- Given problem A -
Translate this sentence from the passage on air stripping into Spanish: "Air stripping removes volatile organic compounds (VOCs) from contaminated groundwater by transferring dissolved contaminants from the water phase into a stream of air."
- Given problem B -
According to the passage on air stripping, which law does the process exploit?

─── Passage

VOCease™ air stripper installed at a contaminated groundwater remediation site in Canada

VOCease™ air stripper installed at a contaminated groundwater remediation site in Canada

In This Article

    Air stripping removes volatile organic compounds (VOCs) from contaminated groundwater by transferring dissolved contaminants from the water phase into a stream of air. For Canadian sites impacted by BTEX, TCE, PCE, MTBE, or TCA, a properly sized air stripper — like ERE's VOCease™ system — achieves up to 99.9% VOC removal at lower cost than carbon adsorption or chemical oxidation at moderate to high influent concentrations.


    What Is Air Stripping?

    Air stripping is a mass-transfer process that exploits Henry's Law: VOCs dissolved in water have a thermodynamic tendency to partition into the gas phase when put in contact with air. By contacting contaminated groundwater with a stream of clean air — either by bubbling air through the water (diffused aeration) or cascading water through packing material — dissolved VOCs are transferred to the air stream and removed from the water phase.

──────
─── Provided data

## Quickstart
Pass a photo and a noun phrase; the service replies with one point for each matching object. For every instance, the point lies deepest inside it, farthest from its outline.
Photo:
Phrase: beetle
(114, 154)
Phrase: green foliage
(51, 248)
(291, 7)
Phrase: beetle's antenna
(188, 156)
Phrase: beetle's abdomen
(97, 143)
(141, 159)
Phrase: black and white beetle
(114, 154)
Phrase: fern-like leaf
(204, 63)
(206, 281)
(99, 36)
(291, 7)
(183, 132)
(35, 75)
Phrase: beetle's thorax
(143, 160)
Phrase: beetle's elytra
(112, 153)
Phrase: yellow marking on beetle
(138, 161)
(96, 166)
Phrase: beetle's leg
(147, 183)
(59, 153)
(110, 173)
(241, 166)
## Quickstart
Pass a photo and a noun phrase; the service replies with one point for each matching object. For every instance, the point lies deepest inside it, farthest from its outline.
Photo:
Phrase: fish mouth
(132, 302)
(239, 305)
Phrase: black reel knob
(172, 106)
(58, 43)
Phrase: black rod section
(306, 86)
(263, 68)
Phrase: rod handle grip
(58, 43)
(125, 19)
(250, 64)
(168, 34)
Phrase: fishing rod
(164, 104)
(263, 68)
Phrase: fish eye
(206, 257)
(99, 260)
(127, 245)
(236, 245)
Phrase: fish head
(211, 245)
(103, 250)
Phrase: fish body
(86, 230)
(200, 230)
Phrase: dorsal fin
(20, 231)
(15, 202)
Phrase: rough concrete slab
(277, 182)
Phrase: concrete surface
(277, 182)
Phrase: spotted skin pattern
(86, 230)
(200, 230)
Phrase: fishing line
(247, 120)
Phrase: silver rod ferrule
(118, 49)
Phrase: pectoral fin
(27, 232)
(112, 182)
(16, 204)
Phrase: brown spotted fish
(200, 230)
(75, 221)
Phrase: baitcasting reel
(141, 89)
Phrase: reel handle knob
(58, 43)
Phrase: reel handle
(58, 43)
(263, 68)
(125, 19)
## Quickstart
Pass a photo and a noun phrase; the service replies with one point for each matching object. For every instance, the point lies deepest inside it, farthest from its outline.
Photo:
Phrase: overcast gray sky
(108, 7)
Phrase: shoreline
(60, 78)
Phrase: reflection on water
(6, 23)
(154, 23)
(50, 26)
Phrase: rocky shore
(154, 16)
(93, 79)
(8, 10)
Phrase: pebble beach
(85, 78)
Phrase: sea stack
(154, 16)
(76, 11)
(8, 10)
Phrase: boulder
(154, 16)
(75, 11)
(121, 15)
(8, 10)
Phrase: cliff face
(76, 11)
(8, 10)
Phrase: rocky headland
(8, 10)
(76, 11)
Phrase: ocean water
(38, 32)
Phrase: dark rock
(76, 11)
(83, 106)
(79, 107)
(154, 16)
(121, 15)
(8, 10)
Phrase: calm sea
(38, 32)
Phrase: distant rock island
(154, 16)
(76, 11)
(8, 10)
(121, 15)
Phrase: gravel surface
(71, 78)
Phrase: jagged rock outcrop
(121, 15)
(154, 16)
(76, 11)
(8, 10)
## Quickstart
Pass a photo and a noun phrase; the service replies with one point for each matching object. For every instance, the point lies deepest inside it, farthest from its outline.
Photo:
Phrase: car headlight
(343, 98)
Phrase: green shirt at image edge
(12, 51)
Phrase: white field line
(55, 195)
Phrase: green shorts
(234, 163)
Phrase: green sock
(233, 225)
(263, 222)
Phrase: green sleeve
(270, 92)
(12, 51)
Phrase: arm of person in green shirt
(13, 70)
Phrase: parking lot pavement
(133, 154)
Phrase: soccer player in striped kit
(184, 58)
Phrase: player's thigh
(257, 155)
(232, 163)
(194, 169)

──────

- Complete response A -
El arrastre por aire elimina los compuestos orgánicos volátiles (COV) del agua subterránea contaminada al transferir los contaminantes disueltos de la fase acuosa a una corriente de aire.

- Complete response B -
Henry's Law.